[Text section]
6.2. Implication for Gold Mineralization

Two types of CM with multiple geneses are commonly discovered in many hydrothermal gold deposits [56]. CM with the metamorphic origin is an ideal reducing agent for Au complexes and sulfide precipitation. In addition, some scholars proposed that native gold were initially absorbed by CM grains in Precambrian metasediments, and was later leached by ore fluids [7]. These pre-ore CM are also physically weak, and are prone to faulting and provide space for ore fluid precipitation [9]. As for CM with the hydrothermal origin, its co-precipitation with sulfides altered the pH of ore fluids, led to the destabilization of Au complexes [57].

In the Bumo deposit, as a criterion for ore prospecting, layered CM is generally accompanied by gold-bearing ore veins. More importantly, Au-bearing sulfides are concentrated along the boundaries between the quartz veins and layered CM. Consequently, the spatial association between layered CM and Au-bearing sulfides in quartz veins does indicate that the gold deposition affected by a redox reaction with veinlet CM occurs as micro-veins together with sulfides and gold, and they are produced by reaction 6 [9,58,59]. Layered CM through chemical reaction 7 (L means ligand; e.g., Cl⁻, HS⁻) [5]:

$${2\mathrm{AuL}}_{\mathrm{n}}^{1-\mathrm{n}}{+\mathrm{C}}_{\left(\mathrm{s}\right)}{+2\mathrm{H}}_2{\mathrm{O}}_{\left(\mathrm{l}\right)}\to {2\mathrm{Au}}_{\left(\mathrm{s}\right)}{+\mathrm{CO}}_{2\left(\mathrm{aq}\right)}{+4H}^{+}{+2nL}^{-}$$

(7)

[Stored data]
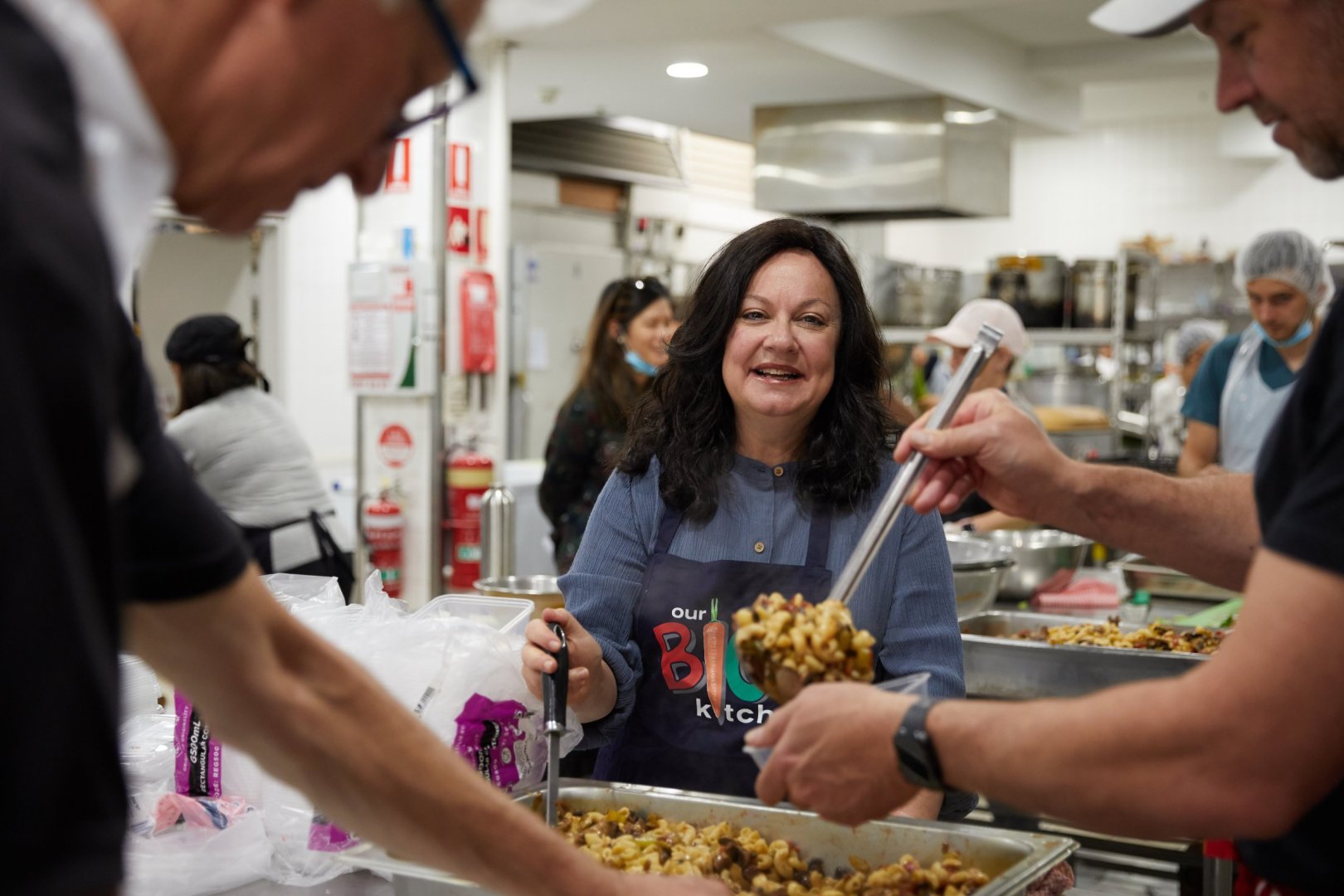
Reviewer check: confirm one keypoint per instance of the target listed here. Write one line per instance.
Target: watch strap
(916, 755)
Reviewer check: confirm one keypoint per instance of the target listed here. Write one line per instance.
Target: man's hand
(834, 752)
(991, 448)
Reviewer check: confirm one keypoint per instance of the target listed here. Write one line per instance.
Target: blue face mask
(633, 359)
(1303, 332)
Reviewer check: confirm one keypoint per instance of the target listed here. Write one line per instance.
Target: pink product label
(325, 837)
(491, 737)
(197, 754)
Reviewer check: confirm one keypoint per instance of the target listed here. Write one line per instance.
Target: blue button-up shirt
(906, 599)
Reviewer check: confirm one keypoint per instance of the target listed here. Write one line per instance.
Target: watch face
(914, 752)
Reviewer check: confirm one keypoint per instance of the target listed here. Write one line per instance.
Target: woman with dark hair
(247, 455)
(752, 465)
(626, 344)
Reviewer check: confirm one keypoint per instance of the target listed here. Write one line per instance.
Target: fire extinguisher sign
(396, 446)
(460, 171)
(398, 179)
(457, 232)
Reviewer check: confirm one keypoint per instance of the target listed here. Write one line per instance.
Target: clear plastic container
(504, 614)
(1136, 610)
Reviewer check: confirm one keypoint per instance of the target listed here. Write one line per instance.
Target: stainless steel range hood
(925, 158)
(615, 148)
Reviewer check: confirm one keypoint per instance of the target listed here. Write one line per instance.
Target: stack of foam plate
(139, 688)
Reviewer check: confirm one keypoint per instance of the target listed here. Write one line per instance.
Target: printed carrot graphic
(715, 635)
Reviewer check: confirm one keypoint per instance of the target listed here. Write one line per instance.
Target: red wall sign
(396, 446)
(481, 253)
(460, 171)
(398, 179)
(457, 234)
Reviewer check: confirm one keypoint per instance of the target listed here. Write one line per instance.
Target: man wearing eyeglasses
(231, 108)
(1250, 744)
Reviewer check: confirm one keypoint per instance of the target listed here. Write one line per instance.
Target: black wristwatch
(916, 757)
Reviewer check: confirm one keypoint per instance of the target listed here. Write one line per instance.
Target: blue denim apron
(680, 735)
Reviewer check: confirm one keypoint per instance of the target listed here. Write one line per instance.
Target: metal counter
(1012, 859)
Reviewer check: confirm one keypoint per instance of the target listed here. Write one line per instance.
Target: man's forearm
(1135, 761)
(1205, 527)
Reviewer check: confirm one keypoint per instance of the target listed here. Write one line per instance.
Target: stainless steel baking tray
(997, 666)
(1166, 582)
(1012, 859)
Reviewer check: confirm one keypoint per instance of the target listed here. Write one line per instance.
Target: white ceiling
(1025, 56)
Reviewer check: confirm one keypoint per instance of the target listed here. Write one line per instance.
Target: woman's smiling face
(778, 363)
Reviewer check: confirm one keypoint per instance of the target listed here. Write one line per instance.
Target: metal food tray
(1142, 574)
(1011, 670)
(1012, 859)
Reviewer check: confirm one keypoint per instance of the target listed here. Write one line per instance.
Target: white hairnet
(1191, 336)
(1291, 258)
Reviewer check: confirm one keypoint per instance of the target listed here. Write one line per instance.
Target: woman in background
(1192, 342)
(249, 455)
(626, 344)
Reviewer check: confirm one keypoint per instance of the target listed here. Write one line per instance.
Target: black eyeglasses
(453, 50)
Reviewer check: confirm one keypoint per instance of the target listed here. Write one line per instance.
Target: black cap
(207, 338)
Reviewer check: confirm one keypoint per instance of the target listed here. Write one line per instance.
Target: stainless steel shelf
(916, 334)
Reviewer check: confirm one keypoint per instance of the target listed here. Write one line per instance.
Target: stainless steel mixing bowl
(1047, 559)
(977, 571)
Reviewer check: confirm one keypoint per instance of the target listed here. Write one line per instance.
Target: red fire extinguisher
(385, 527)
(470, 476)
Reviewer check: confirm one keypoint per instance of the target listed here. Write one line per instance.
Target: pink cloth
(1083, 594)
(197, 811)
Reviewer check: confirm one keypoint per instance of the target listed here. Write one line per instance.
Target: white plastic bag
(194, 860)
(463, 677)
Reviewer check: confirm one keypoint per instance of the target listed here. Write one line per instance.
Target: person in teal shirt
(1248, 377)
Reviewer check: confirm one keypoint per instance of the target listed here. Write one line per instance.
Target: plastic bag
(188, 861)
(147, 750)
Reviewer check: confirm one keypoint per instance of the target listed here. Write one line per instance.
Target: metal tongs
(894, 501)
(555, 691)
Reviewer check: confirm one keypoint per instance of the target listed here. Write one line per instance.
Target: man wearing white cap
(960, 334)
(1250, 744)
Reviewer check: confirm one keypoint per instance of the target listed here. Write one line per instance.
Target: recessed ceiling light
(689, 71)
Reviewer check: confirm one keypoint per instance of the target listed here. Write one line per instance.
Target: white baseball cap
(965, 324)
(1144, 17)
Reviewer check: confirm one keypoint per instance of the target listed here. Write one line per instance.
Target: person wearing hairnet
(233, 109)
(1248, 746)
(975, 514)
(1166, 421)
(1246, 379)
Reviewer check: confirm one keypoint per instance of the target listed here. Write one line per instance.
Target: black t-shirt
(1300, 496)
(95, 507)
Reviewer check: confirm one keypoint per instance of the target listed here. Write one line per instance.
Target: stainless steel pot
(1034, 285)
(1094, 293)
(977, 571)
(1057, 390)
(1046, 559)
(908, 296)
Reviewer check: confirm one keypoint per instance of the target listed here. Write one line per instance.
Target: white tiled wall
(1082, 195)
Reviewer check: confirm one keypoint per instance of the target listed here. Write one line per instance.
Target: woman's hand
(592, 685)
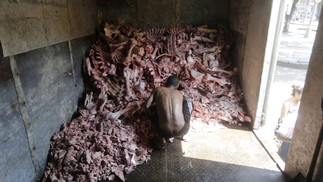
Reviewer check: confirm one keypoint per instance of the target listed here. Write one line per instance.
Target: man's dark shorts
(187, 112)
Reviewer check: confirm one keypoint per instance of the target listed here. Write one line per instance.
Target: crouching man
(169, 112)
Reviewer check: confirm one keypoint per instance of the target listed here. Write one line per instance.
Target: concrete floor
(213, 153)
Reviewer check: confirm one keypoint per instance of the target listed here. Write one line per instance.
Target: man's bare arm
(150, 100)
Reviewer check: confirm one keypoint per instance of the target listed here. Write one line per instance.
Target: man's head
(172, 81)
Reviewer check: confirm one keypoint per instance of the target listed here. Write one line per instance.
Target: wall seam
(25, 116)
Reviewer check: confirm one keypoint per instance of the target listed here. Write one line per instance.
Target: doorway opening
(293, 28)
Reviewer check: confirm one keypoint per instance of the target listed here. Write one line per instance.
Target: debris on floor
(109, 137)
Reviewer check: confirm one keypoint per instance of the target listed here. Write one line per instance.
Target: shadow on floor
(218, 156)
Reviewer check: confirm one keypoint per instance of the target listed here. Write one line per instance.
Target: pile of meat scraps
(110, 136)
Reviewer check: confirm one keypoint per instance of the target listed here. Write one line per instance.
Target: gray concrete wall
(161, 13)
(39, 90)
(239, 18)
(44, 43)
(28, 25)
(254, 53)
(309, 119)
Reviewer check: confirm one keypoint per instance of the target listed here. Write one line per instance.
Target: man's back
(169, 103)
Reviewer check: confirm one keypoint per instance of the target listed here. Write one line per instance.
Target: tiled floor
(221, 155)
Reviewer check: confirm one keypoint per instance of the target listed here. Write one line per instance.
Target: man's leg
(187, 112)
(157, 141)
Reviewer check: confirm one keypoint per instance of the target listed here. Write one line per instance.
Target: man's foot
(158, 146)
(158, 143)
(170, 140)
(184, 138)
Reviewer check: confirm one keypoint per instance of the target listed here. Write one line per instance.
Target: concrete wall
(161, 13)
(31, 24)
(254, 53)
(310, 115)
(44, 43)
(239, 18)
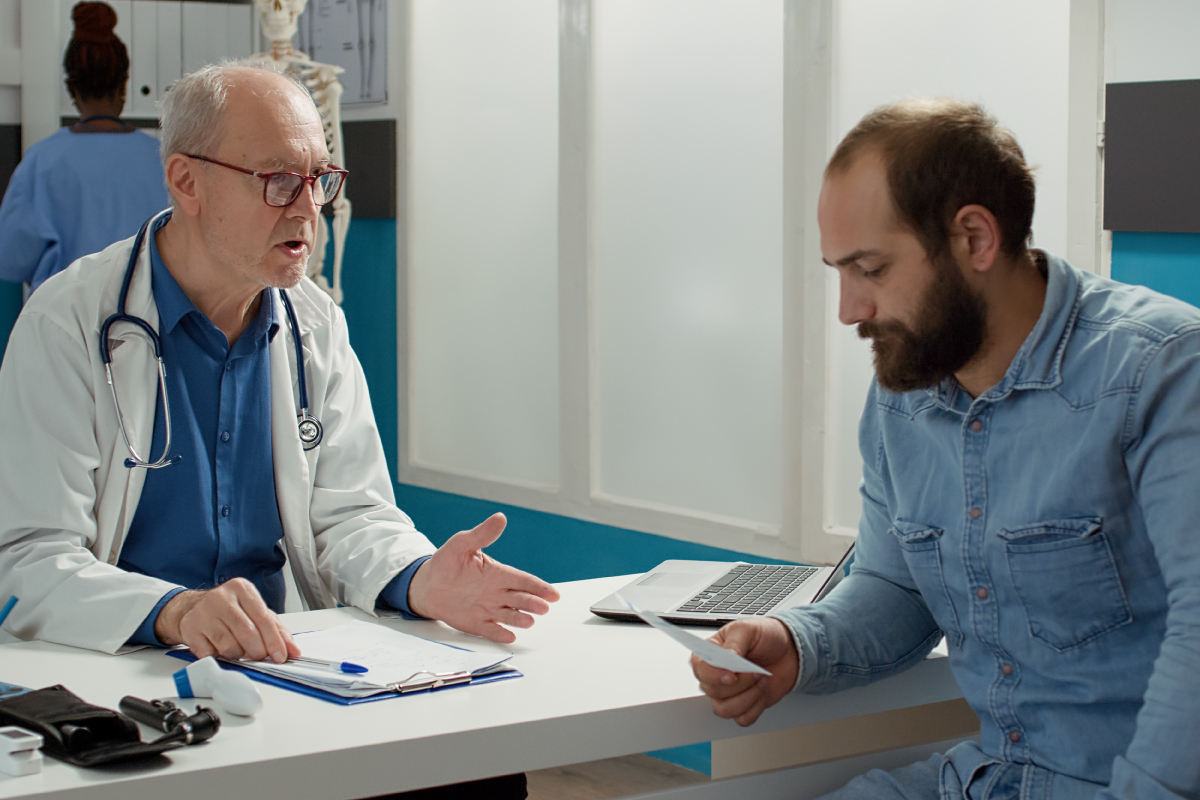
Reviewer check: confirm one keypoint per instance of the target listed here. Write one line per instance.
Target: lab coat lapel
(136, 379)
(293, 482)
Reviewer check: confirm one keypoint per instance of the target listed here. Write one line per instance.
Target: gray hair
(193, 107)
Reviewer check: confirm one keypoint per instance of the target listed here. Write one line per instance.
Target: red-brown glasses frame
(267, 179)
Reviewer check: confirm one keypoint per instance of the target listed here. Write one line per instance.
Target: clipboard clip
(435, 680)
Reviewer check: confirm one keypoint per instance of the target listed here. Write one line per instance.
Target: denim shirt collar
(1038, 362)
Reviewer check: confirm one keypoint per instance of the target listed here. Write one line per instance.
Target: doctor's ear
(184, 184)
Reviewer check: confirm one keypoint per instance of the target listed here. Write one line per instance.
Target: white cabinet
(166, 38)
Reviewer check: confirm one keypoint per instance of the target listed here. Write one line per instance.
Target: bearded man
(1030, 449)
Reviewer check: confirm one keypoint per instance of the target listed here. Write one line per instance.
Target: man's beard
(949, 331)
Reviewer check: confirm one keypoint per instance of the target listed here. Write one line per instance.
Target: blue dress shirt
(73, 194)
(214, 516)
(1049, 529)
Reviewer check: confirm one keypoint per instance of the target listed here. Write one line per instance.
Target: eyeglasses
(281, 190)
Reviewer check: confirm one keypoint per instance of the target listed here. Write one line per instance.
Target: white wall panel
(143, 46)
(1151, 40)
(169, 64)
(483, 250)
(689, 254)
(1011, 55)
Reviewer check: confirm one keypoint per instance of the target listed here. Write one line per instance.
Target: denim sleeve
(144, 635)
(875, 623)
(395, 594)
(1162, 457)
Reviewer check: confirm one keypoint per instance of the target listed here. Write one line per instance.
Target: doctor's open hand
(231, 621)
(743, 697)
(469, 590)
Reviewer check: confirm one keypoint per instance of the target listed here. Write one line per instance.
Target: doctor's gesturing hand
(469, 590)
(743, 697)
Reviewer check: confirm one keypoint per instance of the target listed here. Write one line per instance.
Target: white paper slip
(708, 651)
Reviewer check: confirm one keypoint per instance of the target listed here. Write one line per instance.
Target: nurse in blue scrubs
(88, 185)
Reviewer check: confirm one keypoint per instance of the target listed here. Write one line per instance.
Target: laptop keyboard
(749, 589)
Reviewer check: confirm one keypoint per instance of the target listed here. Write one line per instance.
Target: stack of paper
(395, 661)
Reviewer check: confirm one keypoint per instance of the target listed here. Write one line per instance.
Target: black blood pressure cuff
(76, 732)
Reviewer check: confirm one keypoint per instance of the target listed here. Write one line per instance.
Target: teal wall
(1167, 263)
(10, 306)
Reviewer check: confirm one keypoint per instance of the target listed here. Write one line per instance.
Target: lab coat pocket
(923, 553)
(1067, 579)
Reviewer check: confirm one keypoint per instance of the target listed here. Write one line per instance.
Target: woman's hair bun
(94, 22)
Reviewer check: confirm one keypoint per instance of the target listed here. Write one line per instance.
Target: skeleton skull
(279, 18)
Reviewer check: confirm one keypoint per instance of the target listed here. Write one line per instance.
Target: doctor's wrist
(166, 627)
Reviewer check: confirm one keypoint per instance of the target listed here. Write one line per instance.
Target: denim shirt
(1049, 528)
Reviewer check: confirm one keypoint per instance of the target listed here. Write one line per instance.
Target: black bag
(76, 732)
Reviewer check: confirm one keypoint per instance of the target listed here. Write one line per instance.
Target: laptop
(715, 593)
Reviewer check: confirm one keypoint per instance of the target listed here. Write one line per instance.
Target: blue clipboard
(330, 697)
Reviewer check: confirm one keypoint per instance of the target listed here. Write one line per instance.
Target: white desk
(593, 689)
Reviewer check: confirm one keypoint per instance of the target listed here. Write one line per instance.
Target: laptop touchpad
(671, 579)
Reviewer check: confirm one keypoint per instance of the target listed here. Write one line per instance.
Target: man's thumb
(485, 533)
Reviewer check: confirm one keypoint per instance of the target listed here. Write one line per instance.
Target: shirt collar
(174, 305)
(1038, 362)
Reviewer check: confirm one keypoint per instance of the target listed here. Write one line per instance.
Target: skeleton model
(279, 23)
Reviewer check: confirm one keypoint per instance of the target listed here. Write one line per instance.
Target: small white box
(19, 752)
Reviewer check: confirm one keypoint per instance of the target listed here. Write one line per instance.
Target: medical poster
(352, 34)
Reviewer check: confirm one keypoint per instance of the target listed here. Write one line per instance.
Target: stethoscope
(311, 431)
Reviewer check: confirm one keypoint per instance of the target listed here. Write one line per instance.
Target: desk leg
(839, 739)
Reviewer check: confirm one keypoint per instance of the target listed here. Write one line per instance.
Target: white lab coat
(66, 498)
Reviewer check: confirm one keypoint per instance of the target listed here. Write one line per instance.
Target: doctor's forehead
(270, 119)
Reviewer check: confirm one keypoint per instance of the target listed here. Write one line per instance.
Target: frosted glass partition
(688, 256)
(876, 64)
(483, 312)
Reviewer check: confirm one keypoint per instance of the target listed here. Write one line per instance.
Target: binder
(403, 665)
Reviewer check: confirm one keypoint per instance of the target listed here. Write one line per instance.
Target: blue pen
(336, 666)
(7, 607)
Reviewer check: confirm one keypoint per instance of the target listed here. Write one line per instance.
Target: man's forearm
(867, 629)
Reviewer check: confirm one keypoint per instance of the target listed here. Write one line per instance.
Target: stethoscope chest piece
(310, 431)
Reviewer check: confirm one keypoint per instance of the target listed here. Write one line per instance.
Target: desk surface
(592, 689)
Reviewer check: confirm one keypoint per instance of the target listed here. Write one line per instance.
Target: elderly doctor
(147, 525)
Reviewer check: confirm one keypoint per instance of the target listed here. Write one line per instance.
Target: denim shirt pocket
(1067, 579)
(923, 554)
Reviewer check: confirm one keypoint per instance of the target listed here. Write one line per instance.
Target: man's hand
(231, 621)
(743, 697)
(469, 590)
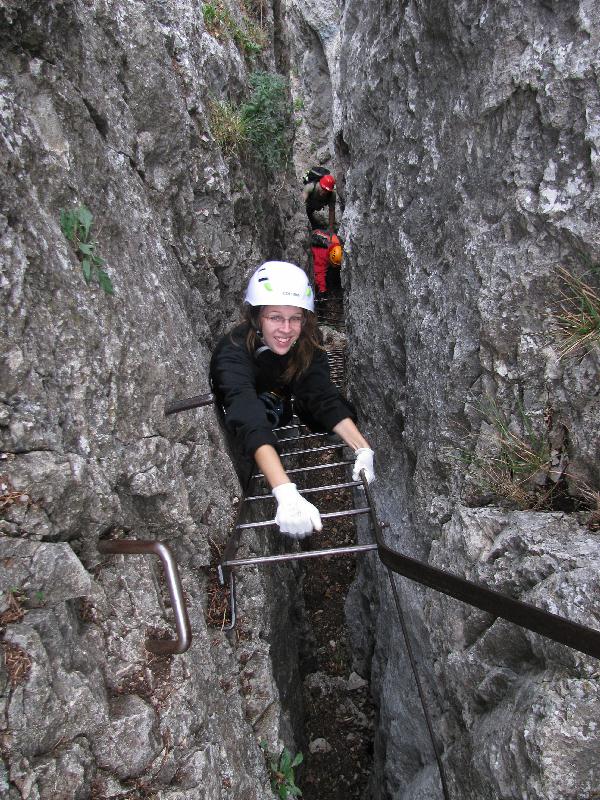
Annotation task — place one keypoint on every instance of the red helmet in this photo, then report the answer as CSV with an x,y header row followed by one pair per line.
x,y
327,182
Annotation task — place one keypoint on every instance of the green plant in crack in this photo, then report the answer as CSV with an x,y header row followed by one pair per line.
x,y
219,22
76,225
227,127
267,118
282,771
513,460
578,319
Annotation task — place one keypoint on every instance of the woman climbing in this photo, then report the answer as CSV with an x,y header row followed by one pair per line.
x,y
256,369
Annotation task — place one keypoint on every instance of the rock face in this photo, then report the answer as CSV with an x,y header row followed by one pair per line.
x,y
471,134
106,104
465,139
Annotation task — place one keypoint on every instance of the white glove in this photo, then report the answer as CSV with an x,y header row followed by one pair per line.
x,y
295,516
364,460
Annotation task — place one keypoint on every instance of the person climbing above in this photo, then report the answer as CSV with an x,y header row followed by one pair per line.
x,y
273,356
326,249
318,193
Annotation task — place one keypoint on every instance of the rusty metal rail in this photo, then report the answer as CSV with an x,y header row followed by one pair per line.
x,y
182,622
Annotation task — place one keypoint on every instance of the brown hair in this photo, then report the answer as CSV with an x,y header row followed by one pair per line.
x,y
302,352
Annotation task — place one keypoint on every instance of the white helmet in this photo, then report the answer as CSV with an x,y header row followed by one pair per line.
x,y
278,283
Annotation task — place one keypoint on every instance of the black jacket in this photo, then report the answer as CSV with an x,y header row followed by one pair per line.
x,y
238,378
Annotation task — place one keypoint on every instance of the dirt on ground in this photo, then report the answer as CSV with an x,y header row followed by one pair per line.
x,y
338,707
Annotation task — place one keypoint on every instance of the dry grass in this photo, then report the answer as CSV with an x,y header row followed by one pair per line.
x,y
18,663
227,127
578,320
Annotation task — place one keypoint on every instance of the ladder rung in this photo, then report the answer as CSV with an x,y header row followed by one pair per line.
x,y
304,436
334,551
330,515
314,450
308,469
308,491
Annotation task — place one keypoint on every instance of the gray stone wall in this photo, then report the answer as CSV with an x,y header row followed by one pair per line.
x,y
471,131
106,104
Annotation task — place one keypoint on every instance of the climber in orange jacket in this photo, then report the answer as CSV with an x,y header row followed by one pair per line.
x,y
326,250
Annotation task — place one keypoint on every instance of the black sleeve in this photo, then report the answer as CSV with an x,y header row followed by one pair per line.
x,y
234,381
315,391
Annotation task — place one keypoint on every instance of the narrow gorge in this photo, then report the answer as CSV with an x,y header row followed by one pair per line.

[To do]
(a) According to the text on gold mineralization, where are Au-bearing sulfides concentrated in the Bumo deposit?
(b) Please continue the text on gold mineralization from where it stops.
The listing is separate material, unrelated to the text on gold mineralization.

[Expected outputs]
(a) Along the boundaries between the quartz veins and layered CM.

(b)
Based on the above description, the mineralization model for the Bumo gold deposit is outlined as: (1) Layered CM was formed by the pre-ore Caledonian metamorphism at the temperatures of 450–550 °C, and this CM is physically weak, leading to stress concentration and shear deformation; (2) the reducing environment and space provided by layered CM promoted the ore mineral precipitation (Figure 9A,B); (3) veinlet CM is also produced by the water-rock interaction at 200–350 °C, coeval with sulfides, and native gold (Figure 9B).

7. Conclusions

(1) Two types of CM occur in the Bumo gold deposit, i.e., layered and veinlet CMs. Layered CM has a laminate structure, was formed at 450–550 °C and sourced from organic matter, and through pre-ore Caledonian metamorphism. In contrast, veinlet CM has the isometric shape and was formed at 200–350 °C, and through syn-ore hydrothermalism.

(2) Layered CM promoted the shear deformation of host rocks and provided a reducing environment, favorable for gold mineralization. Veinlet CM coprecipitated with sulfides and native gold.